_Exercise task:_ Write out the complete material exactly as it stands.

══ Given information

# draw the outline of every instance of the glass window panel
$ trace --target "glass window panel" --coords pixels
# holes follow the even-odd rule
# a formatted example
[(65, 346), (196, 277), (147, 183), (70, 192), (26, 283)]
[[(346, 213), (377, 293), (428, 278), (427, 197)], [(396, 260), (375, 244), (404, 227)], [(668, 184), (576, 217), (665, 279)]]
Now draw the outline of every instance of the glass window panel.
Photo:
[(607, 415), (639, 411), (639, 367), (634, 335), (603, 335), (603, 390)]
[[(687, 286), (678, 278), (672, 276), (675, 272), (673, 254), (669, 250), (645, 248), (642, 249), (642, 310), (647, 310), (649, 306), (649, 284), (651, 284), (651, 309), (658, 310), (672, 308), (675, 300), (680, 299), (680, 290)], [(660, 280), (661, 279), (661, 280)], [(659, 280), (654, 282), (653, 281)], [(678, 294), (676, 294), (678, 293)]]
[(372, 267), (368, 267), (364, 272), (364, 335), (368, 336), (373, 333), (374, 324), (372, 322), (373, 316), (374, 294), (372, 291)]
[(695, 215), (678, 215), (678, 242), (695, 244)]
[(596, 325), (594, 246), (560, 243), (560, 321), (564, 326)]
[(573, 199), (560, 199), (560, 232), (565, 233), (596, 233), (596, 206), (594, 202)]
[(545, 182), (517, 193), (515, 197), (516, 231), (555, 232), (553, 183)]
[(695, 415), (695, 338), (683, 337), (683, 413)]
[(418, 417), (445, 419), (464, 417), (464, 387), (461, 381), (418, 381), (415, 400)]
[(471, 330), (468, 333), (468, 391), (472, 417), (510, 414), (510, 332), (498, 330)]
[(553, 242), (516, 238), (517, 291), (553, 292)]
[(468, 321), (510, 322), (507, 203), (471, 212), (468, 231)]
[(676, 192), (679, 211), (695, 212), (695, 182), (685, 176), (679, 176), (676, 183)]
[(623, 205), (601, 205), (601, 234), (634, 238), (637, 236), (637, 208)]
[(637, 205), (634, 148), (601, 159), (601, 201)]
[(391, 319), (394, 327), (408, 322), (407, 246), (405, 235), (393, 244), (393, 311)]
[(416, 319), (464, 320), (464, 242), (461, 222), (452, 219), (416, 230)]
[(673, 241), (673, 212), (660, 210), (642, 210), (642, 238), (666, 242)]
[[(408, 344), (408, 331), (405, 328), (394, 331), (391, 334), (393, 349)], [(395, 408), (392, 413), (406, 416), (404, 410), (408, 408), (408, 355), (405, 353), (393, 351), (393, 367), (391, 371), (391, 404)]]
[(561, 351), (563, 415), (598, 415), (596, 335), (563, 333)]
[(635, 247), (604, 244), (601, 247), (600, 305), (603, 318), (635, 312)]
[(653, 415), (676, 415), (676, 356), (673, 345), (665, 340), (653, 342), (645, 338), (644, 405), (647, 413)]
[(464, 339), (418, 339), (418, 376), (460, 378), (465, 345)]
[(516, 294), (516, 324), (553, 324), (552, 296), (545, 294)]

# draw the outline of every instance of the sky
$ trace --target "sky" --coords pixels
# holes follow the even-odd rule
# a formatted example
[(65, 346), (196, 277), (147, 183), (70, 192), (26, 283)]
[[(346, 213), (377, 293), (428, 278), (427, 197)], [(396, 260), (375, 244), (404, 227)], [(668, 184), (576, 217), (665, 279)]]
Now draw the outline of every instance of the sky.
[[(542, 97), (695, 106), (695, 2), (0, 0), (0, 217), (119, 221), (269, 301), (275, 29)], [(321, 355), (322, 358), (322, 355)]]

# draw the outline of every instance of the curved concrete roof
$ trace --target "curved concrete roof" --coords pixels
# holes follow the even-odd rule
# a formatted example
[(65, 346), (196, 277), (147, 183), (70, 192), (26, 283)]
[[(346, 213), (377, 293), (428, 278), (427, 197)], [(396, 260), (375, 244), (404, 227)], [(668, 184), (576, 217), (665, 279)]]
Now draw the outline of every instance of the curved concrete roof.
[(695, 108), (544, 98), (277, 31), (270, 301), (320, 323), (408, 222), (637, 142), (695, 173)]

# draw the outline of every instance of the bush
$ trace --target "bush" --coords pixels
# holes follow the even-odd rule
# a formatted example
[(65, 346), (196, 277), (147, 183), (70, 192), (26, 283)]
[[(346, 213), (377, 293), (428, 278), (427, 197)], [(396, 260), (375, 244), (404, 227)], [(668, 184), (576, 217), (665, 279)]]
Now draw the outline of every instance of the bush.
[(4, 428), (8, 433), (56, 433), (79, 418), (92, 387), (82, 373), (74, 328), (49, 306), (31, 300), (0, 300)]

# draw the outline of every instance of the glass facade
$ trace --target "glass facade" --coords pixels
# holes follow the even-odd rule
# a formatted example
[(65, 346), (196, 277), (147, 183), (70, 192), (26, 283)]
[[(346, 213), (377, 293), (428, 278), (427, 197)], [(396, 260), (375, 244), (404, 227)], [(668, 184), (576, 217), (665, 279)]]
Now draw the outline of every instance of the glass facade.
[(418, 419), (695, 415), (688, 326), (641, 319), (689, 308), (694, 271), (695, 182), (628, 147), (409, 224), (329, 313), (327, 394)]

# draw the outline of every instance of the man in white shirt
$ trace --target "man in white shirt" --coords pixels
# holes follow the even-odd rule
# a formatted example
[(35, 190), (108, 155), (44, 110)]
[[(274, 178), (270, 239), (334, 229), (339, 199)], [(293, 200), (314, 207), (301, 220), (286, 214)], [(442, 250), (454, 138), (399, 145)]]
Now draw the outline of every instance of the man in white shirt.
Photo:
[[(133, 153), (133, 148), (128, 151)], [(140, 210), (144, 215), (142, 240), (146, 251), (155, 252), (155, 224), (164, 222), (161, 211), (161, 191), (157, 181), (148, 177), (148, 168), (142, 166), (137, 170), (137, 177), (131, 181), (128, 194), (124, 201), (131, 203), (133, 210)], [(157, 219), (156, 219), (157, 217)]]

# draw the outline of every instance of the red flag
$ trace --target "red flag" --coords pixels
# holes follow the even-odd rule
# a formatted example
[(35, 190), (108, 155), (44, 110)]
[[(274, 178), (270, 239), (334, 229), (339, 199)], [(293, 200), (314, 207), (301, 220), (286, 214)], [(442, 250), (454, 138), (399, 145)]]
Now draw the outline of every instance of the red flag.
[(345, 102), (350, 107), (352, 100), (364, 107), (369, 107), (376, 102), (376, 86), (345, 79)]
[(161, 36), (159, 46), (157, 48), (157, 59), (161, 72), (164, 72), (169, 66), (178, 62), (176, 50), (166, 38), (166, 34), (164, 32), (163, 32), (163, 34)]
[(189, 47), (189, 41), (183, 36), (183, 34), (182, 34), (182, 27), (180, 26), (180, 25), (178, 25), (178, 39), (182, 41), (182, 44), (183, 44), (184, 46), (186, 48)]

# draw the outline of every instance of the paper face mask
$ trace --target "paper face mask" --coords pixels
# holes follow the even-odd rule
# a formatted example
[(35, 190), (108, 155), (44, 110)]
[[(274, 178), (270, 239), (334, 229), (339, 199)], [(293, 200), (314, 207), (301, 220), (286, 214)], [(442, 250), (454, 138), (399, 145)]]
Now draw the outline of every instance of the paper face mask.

════

_Output of the task:_
# draw the outline of every instance of the glass window panel
$ trace --target "glass window panel" --coords pixels
# holes follow the even-odd rule
# a formatted example
[(65, 346), (196, 277), (147, 183), (70, 192), (26, 283)]
[[(346, 213), (377, 293), (428, 278), (427, 197)], [(396, 260), (375, 244), (404, 227)], [(668, 184), (576, 217), (665, 279)]]
Now draw the outline of every instance of the glass window panel.
Photo:
[(607, 415), (639, 411), (639, 367), (634, 335), (603, 335), (603, 390)]
[[(687, 286), (678, 278), (672, 276), (675, 272), (673, 254), (669, 250), (645, 248), (642, 249), (642, 310), (647, 310), (649, 306), (649, 284), (651, 284), (651, 309), (658, 310), (672, 308), (675, 300), (680, 299), (680, 290)], [(660, 280), (661, 279), (661, 280)], [(659, 280), (654, 282), (653, 281)], [(678, 294), (676, 294), (678, 293)]]
[(372, 267), (368, 267), (364, 272), (364, 335), (368, 336), (373, 333), (374, 324), (372, 322), (373, 316), (374, 294), (372, 291)]
[(695, 215), (678, 215), (678, 242), (695, 244)]
[(596, 325), (594, 246), (560, 243), (560, 321), (564, 326)]
[(573, 199), (560, 199), (560, 232), (565, 233), (596, 233), (596, 206), (594, 202)]
[(545, 182), (517, 193), (515, 197), (516, 231), (555, 232), (553, 183)]
[(695, 415), (695, 338), (683, 337), (683, 413)]
[(418, 417), (445, 419), (464, 417), (464, 387), (461, 381), (418, 381), (415, 400)]
[(471, 330), (468, 333), (468, 391), (472, 417), (510, 414), (510, 332), (498, 330)]
[(553, 242), (516, 238), (517, 291), (553, 292)]
[(468, 321), (510, 322), (507, 203), (471, 212), (468, 231)]
[(676, 192), (679, 211), (695, 212), (695, 182), (685, 176), (679, 176), (676, 183)]
[(623, 205), (601, 205), (601, 234), (634, 238), (637, 236), (637, 208)]
[(637, 205), (634, 148), (601, 159), (601, 201)]
[(391, 319), (394, 327), (408, 322), (407, 246), (405, 235), (393, 244), (393, 311)]
[(416, 319), (464, 320), (464, 242), (461, 222), (452, 219), (416, 230)]
[(673, 241), (673, 212), (660, 210), (642, 210), (642, 238), (666, 242)]
[[(408, 344), (408, 331), (405, 328), (394, 331), (391, 334), (393, 349)], [(395, 408), (392, 413), (406, 416), (404, 410), (408, 408), (408, 355), (405, 353), (393, 351), (393, 367), (391, 371), (391, 404)]]
[(561, 351), (563, 415), (598, 415), (596, 335), (563, 333)]
[(635, 247), (604, 244), (601, 247), (600, 305), (603, 318), (635, 312)]
[(653, 415), (676, 415), (676, 356), (673, 345), (665, 340), (653, 342), (645, 338), (644, 405), (647, 413)]
[(464, 339), (418, 339), (418, 376), (460, 378), (465, 345)]
[(516, 294), (516, 324), (553, 324), (552, 296), (545, 294)]

# draw the outline of every instance of the sky
$ trace --target "sky" --coords pixels
# holes follow the even-odd rule
# a formatted example
[(65, 346), (196, 277), (147, 183), (70, 192), (26, 283)]
[[(346, 213), (377, 293), (428, 278), (427, 197)], [(396, 260), (375, 244), (404, 227)], [(668, 184), (576, 217), (665, 279)]]
Now draw the outline of every instance of the sky.
[[(542, 97), (695, 106), (695, 2), (0, 0), (0, 217), (119, 221), (269, 301), (275, 29)], [(321, 355), (322, 358), (322, 355)]]

# draw the outline of every instance of the curved concrete roof
$ trace --target "curved concrete roof" --coords pixels
# holes follow the even-odd rule
# a formatted example
[(65, 346), (196, 277), (147, 183), (70, 192), (26, 283)]
[[(346, 213), (377, 293), (428, 278), (427, 197)], [(396, 260), (375, 244), (404, 227)], [(668, 184), (576, 217), (665, 279)]]
Now draw the outline of every instance of the curved concrete roof.
[(695, 108), (544, 98), (277, 31), (270, 301), (320, 323), (408, 222), (637, 142), (695, 173)]

# draw the outline of every instance of the bush
$ trace --target "bush" --coords pixels
# holes follow the even-odd rule
# a formatted example
[(65, 346), (196, 277), (147, 183), (70, 192), (26, 283)]
[[(346, 213), (377, 293), (428, 278), (427, 197)], [(396, 260), (375, 244), (404, 227)], [(668, 184), (576, 217), (665, 279)]]
Now draw the outline of every instance of the bush.
[(4, 428), (8, 433), (56, 433), (79, 418), (92, 387), (82, 373), (74, 328), (49, 306), (31, 300), (0, 300)]

# draw the outline of every instance of the glass facade
$ trace --target "glass facade" --coords pixels
# holes follow the even-odd rule
# a formatted example
[(65, 346), (196, 277), (147, 183), (70, 192), (26, 283)]
[[(346, 213), (377, 293), (428, 278), (427, 197)], [(396, 260), (375, 244), (404, 227)], [(668, 184), (576, 217), (665, 279)]]
Now draw the outline of every instance of the glass facade.
[(418, 419), (695, 415), (688, 326), (641, 319), (689, 308), (694, 271), (695, 182), (628, 147), (409, 224), (329, 313), (327, 394)]

# draw the outline of every instance of the man in white shirt
$ trace --target "man in white shirt" --coords pixels
# holes follow the even-odd rule
# a formatted example
[(35, 190), (108, 155), (44, 110)]
[[(274, 178), (270, 239), (334, 229), (339, 199)], [(293, 200), (314, 207), (301, 220), (286, 214)], [(442, 250), (454, 138), (399, 145)]]
Now draw the outline of every instance of the man in white shirt.
Photo:
[[(133, 153), (133, 148), (128, 151)], [(140, 210), (144, 215), (142, 240), (146, 251), (155, 252), (155, 224), (164, 222), (161, 211), (161, 191), (157, 181), (148, 177), (148, 168), (142, 166), (137, 170), (137, 177), (131, 181), (128, 194), (124, 201), (131, 203), (133, 210)], [(157, 219), (156, 219), (157, 217)]]

# draw the outline of every instance of the red flag
$ trace --target "red flag" --coords pixels
# holes follow the even-odd rule
# a formatted example
[(35, 190), (108, 155), (44, 110)]
[[(274, 178), (270, 239), (334, 229), (339, 199)], [(293, 200), (314, 207), (301, 220), (286, 214)], [(442, 250), (454, 138), (399, 145)]]
Now draw the outline of every instance of the red flag.
[(345, 102), (350, 107), (352, 100), (364, 107), (369, 107), (376, 102), (376, 86), (345, 79)]
[(161, 36), (159, 46), (157, 48), (157, 59), (161, 72), (164, 72), (169, 66), (178, 62), (176, 50), (166, 38), (166, 34), (164, 32), (163, 32), (163, 34)]
[(189, 47), (189, 41), (183, 36), (183, 34), (182, 34), (182, 27), (180, 26), (180, 25), (178, 25), (178, 39), (182, 41), (182, 44), (183, 44), (184, 46), (186, 48)]

# draw the outline of every instance of the paper face mask
$ trace --target "paper face mask" --coords pixels
# holes follow the even-odd rule
# a formatted example
[(35, 190), (108, 155), (44, 110)]
[[(274, 178), (270, 239), (334, 229), (339, 199)], [(293, 200), (314, 207), (301, 220), (286, 214)], [(442, 250), (454, 138), (399, 145)]]
Now draw the outline of every instance of the paper face mask.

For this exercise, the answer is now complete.